→ Activity
Reproduce the passage of the Shareef O'Neal article from "It can’t be" to "the obvious ones.".
Text under study START
It can’t be easy being the child of one of the biggest and most recognizable athletes in the world. But for Shareef O’Neal, son of Shaquille O’Neal, it’s had its perks, aside from the obvious ones.
“I feel like being the son of an athlete of his caliber made me grow up a lot faster. I got to see things most young kids wouldn’t see. I got to be behind the scenes of the NBA life and that famous lifestyle,” he tells ESSENCE. The 23-year-old is playing in the NBA’s G-League and dodging any comparisons on the court to his famous father. Making a name for himself has been important since he was very young.
“The thing about me that not a lot of people know is nobody knew who my dad was at none of my schools until I was about 15 or 16 years old,” he shares. “All the parent-teacher conferences, it was just my mom who came. It was a set plan. We just kind of hid it so people didn’t treat us differently.”
“But when basketball season started coming around, people started filming the games. There was a small game, 8 o’clock in the morning, my dad came and someone happened to film him. They posted it on YouTube and that was it after that,” he adds. “Everyone knew.”
He admits that while the family can’t often do common things like go out to eat together, “it’s been fun” to have Shaq as his father. Younger sister Amirah, 21, agrees.
Text under study END
Dataset records START
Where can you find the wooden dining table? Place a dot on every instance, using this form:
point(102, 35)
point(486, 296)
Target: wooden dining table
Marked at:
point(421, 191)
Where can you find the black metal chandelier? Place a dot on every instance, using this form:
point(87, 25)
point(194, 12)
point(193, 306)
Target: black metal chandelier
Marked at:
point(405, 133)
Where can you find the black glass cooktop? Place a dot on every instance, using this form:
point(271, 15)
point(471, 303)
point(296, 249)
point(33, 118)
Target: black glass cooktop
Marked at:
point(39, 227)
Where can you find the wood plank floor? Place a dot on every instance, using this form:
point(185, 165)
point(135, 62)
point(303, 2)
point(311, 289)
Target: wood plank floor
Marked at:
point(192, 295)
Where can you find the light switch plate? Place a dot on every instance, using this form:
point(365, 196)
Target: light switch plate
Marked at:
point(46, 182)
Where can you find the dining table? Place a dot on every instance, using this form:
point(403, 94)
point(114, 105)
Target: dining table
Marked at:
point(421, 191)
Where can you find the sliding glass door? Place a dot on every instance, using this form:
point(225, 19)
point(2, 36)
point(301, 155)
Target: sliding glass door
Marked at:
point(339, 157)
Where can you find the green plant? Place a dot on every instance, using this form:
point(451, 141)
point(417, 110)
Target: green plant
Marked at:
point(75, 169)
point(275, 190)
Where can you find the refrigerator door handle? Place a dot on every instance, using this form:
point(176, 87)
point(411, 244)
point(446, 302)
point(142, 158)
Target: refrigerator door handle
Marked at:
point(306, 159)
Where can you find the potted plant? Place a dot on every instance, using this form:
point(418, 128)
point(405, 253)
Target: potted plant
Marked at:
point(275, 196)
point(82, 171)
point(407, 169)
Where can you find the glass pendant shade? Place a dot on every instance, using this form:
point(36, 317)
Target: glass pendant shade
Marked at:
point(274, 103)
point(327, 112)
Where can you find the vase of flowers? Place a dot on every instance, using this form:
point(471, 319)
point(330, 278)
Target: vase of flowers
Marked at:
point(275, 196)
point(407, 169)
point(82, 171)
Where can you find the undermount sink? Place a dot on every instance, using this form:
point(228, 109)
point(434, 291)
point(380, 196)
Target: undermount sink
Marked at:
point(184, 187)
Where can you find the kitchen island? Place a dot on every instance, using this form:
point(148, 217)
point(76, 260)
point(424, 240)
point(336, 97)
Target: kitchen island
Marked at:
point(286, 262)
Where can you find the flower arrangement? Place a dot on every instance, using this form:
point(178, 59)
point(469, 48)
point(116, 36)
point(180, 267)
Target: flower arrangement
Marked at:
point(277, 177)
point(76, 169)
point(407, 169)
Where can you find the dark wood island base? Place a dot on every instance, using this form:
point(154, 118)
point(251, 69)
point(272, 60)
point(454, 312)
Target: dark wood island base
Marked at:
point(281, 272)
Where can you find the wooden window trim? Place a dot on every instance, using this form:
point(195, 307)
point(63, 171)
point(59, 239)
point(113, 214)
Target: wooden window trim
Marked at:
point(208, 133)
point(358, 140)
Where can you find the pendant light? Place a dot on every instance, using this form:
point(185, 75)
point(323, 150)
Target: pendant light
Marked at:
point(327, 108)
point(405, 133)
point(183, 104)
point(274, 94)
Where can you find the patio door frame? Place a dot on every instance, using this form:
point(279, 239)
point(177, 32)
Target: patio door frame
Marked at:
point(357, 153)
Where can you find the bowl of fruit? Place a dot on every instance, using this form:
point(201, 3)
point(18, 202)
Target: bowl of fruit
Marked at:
Dataset records END
→ Reply to the exercise
It can’t be easy being the child of one of the biggest and most recognizable athletes in the world. But for Shareef O’Neal, son of Shaquille O’Neal, it’s had its perks, aside from the obvious ones.